**What is asked**
Reproduce the following listing line for line, without any alteration.

**Exercise input**
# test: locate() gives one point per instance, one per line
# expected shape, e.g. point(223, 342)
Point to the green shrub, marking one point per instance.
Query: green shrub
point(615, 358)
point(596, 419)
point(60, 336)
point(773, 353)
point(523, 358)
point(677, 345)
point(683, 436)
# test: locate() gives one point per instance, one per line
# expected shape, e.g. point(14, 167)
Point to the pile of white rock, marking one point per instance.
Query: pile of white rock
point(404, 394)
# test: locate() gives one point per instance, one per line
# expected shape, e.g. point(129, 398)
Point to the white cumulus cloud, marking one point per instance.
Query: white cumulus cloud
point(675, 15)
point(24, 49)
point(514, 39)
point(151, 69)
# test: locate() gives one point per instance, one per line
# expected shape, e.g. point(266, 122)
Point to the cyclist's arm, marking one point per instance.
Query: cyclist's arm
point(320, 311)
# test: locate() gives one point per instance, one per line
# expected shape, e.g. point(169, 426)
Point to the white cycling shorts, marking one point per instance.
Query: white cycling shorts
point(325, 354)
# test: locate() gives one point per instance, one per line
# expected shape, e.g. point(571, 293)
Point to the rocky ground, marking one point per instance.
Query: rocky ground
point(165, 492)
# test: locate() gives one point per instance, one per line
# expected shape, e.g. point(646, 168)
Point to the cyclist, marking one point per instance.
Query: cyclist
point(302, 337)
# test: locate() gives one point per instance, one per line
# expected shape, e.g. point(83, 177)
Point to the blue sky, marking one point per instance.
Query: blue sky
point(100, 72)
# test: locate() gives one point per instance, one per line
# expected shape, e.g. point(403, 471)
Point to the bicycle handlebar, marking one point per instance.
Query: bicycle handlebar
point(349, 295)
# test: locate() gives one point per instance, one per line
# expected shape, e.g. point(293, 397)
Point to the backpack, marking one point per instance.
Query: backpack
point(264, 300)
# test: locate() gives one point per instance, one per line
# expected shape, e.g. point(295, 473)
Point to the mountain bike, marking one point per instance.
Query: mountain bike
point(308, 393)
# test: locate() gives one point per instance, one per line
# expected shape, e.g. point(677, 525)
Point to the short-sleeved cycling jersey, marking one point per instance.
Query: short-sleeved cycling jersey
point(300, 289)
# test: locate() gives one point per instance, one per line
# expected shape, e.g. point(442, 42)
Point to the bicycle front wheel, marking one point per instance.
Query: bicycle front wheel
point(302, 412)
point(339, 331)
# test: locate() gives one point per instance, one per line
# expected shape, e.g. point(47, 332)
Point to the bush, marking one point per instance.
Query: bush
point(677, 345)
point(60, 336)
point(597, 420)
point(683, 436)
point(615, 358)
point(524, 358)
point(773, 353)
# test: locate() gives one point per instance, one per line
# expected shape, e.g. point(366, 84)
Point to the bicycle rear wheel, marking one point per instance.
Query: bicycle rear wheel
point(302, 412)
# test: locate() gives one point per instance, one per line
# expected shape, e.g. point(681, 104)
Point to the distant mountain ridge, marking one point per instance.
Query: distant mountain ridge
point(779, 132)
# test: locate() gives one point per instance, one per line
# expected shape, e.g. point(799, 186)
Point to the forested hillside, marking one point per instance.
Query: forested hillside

**Problem solution**
# test: locate() gives one point per instance, one per line
# expected shape, e.g. point(223, 342)
Point to the green shrub, marking one point per instance.
Query: green shrub
point(615, 358)
point(596, 419)
point(60, 336)
point(773, 353)
point(523, 358)
point(677, 345)
point(683, 436)
# test: locate() gives one point per instance, one per line
# expected shape, e.g. point(14, 167)
Point to the pile of white rock, marking one point per instance.
Query: pile of white rock
point(404, 394)
# test: locate() gives one point per instance, one per line
# expected shape, e.g. point(129, 398)
Point to the white cumulus cloud, marking one point per instance.
Query: white cumulus cloud
point(675, 15)
point(24, 49)
point(514, 39)
point(151, 69)
# test: locate() gives one point per instance, one per line
# expected shape, e.g. point(266, 122)
Point to the cyclist's arm, marking one point per instance.
Query: cyclist's arm
point(320, 311)
# test: locate() gives one point per instance, one per line
# expected shape, e.g. point(169, 426)
Point to the white cycling shorts, marking one point per instance.
Query: white cycling shorts
point(325, 354)
# test: locate() gives one point per instance, one per line
# expected shape, e.g. point(571, 293)
Point to the rocky ground, marking one point per instance.
Query: rocky ground
point(165, 492)
# test: locate() gives one point per instance, one per line
# expected shape, e.g. point(646, 168)
Point to the cyclist, marking one point per instance.
Query: cyclist
point(302, 337)
# test: locate() gives one point per instance, one per line
# expected shape, e.g. point(83, 177)
Point to the blue sky, marking one point per instance.
Query: blue sky
point(100, 72)
# test: locate() gives one point per instance, one per line
# expected shape, e.g. point(403, 471)
Point to the bicycle handlebar, marking one point per instance.
Query: bicycle handlebar
point(349, 295)
# test: locate() gives one point per instance, one per line
# expected shape, e.g. point(293, 397)
Point to the backpack, marking one point per instance.
Query: backpack
point(264, 300)
# test: locate() gives one point per instance, one per line
# expected shape, e.g. point(295, 473)
Point to the mountain bike, marking one point per instance.
Query: mountain bike
point(308, 393)
# test: locate() gives one point per instance, one per line
# expected shape, e.g. point(677, 525)
Point to the short-sleeved cycling jersey, marking one point per instance.
Query: short-sleeved cycling jersey
point(300, 289)
# test: locate() gives one point per instance, one per line
# expected shape, e.g. point(442, 42)
Point to the bicycle front wheel, marking one point per instance.
Query: bicycle front wheel
point(302, 412)
point(339, 331)
# test: locate() gives one point per instance, one per line
# expected shape, e.g. point(47, 332)
Point to the bush, marking one point per instance.
Query: bush
point(677, 345)
point(60, 336)
point(597, 420)
point(683, 436)
point(615, 358)
point(524, 358)
point(773, 353)
# test: locate() gives one point per instance, one per line
# expected shape, e.g. point(366, 84)
Point to the bicycle rear wheel, marking one point per instance.
Query: bicycle rear wheel
point(302, 412)
# test: locate() gives one point per instance, one per line
# expected shape, e.g. point(681, 104)
Point to the distant mountain ridge, marking one point per instance.
Query: distant mountain ridge
point(779, 132)
# test: locate() gives one point per instance, one per line
# expected shape, e.g. point(799, 186)
Point to the forested hillside, marking one point per instance.
Query: forested hillside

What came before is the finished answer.